Consigne:
Dans l'extrait source, à quel poste le narrateur doit-il être affecté sur la piste ?

Extrait source:
::::

Ma vie a commencé le 19 janvier 1969

Par Gilbert Béziat, Pistard C135

Je viens de sortir Sergent de la BE 721 de Rochefort et grâce à un bon classement, j’ai pu choisir mon affectation.
ERV 4/93 – BA 125 – ISTRES ???
Mon choix est surtout guidé par l’attrait du sud et lorsque je demande des renseignements à mon chef de promotion il me répond : « C’est un escadron de ravitaillement, c’est tout nouveau …... »……..
Merci pour les renseignements, c’est trop sympa !!!!!
C’est ainsi que je me retrouve en gare d’Istres, chargé comme un mulet, avec ma cantine en métal vert et mon sac marin, pleins à ras bord que je laisse en consigne.
Je sors de la gare et demande mon chemin à un charmant grand-père qui passe par là.
« C’est tout près, petit !! Tu passes le passage à niveau sur ta gauche et c’est tout droit !! »
Me voilà donc parti à pied, sous un pâle soleil d’hiver et un froid mistral qui traverse ma capote pourtant épaisse.
Je quitte les dernières maisons de la ville et je découvre devant moi une route qui n’en finit pas de se dérouler sous mes pieds à travers la Crau balayée par le vent.
Une légère appréhension me saisit, mais comme c’est la seule route existante, je continue d’avancer.
Une bonne demi-heure plus tard, je vois enfin poindre les couleurs de notre drapeau et une entrée que je soupçonne être celle de la base. Bingo !!
Je me présente à l’adjudant de semaine qui, avec cordialité me souhaite la bienvenue et met spontanément à ma disposition une voiture pour récupérer mes affaires restées en gare d’Istres. Affaire réglée en un tour de main.
Nous remplissons ensuite les documents contractuels et il me dirige vers mon unité.
Je parcours l’itinéraire qui me conduit au PC base, je passe ensuite devant un énorme bâtiment qui s’avèrera être le Germas 15090 et je poursuis mon périple jusqu’à l’entrée de l’escadron ERV 4/93.
Barbelés, miradors, sas d’entrée, commandos patibulaires……………mais ou suis-je ??? Je suis un peu déboussolé et surtout très inquiet lorsque j’aperçois émergeant au-dessus des bâtiments d’énormes dérives grises dont je ne sais pas sur quoi elles reposent.
Muni d’un badge temporaire, le planton de service me dirige vers la piste ou je dois être affecté en tant que mécanicien cellule-hydraulique 51-27.
Au détour du bâtiment qui semble être le PC, mes yeux découvrent ébahis 3 immenses appareils gris métallisés, immobiles, posés sur leurs trains, semblables à des cétacés en attente d’on ne sait quelle proie.
Sur ma gauche 2 Mirages IV étincelants sous le soleil. Ceux là, je connais, pour en avoir vu en photos et surtout pour en avoir entendu parler comme du fleuron de l’armée de l’air et surtout comme vecteur de la bombe atomique.

::::

Données enregistrées:
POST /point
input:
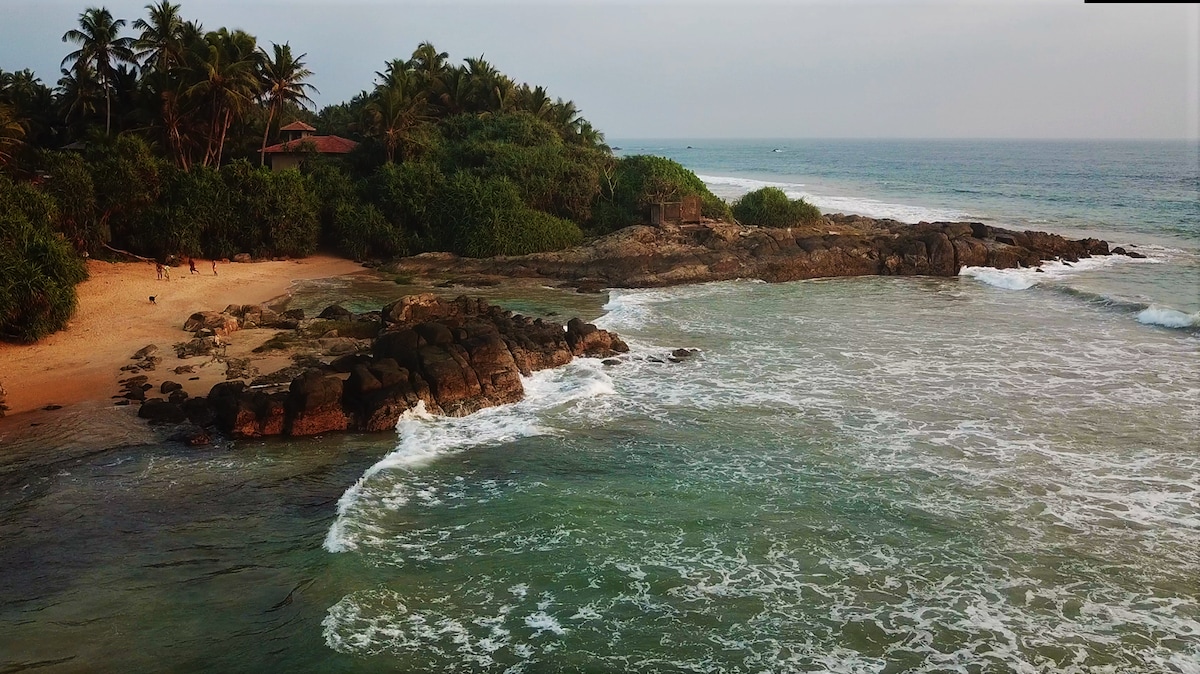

::::

Réponse rédigée:
Il doit y être affecté comme mécanicien cellule-hydraulique 51-27.